In the entries below, find every line holding the string "instance" and collect it.
** Data shown follows **
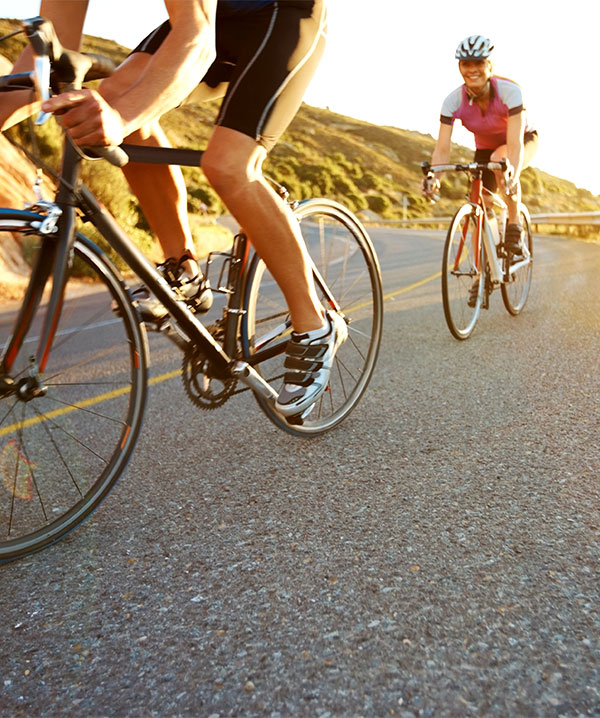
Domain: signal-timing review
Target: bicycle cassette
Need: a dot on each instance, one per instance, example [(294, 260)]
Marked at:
** End of Data shown **
** Data shown follows **
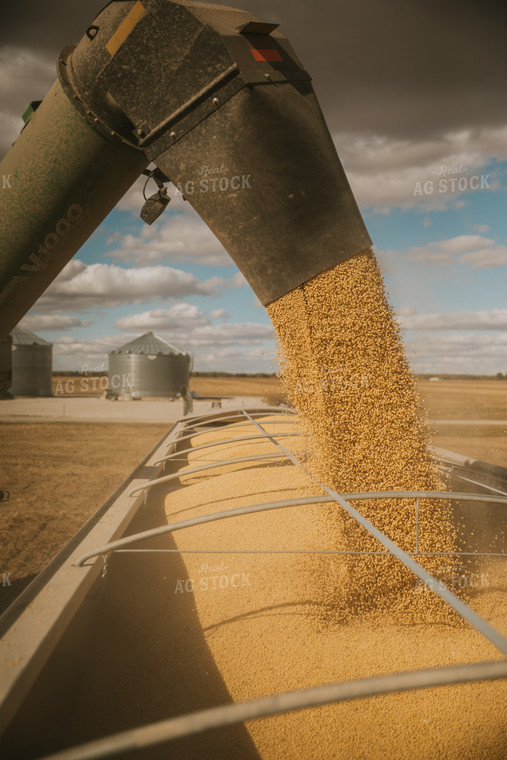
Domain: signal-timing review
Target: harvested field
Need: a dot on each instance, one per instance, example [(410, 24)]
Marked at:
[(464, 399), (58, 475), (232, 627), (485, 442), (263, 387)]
** End of Data shown **
Exercise result:
Need: a dot on each instance, one per instance, example [(294, 260)]
Need: a dot on each instance, one per instance, example [(410, 24)]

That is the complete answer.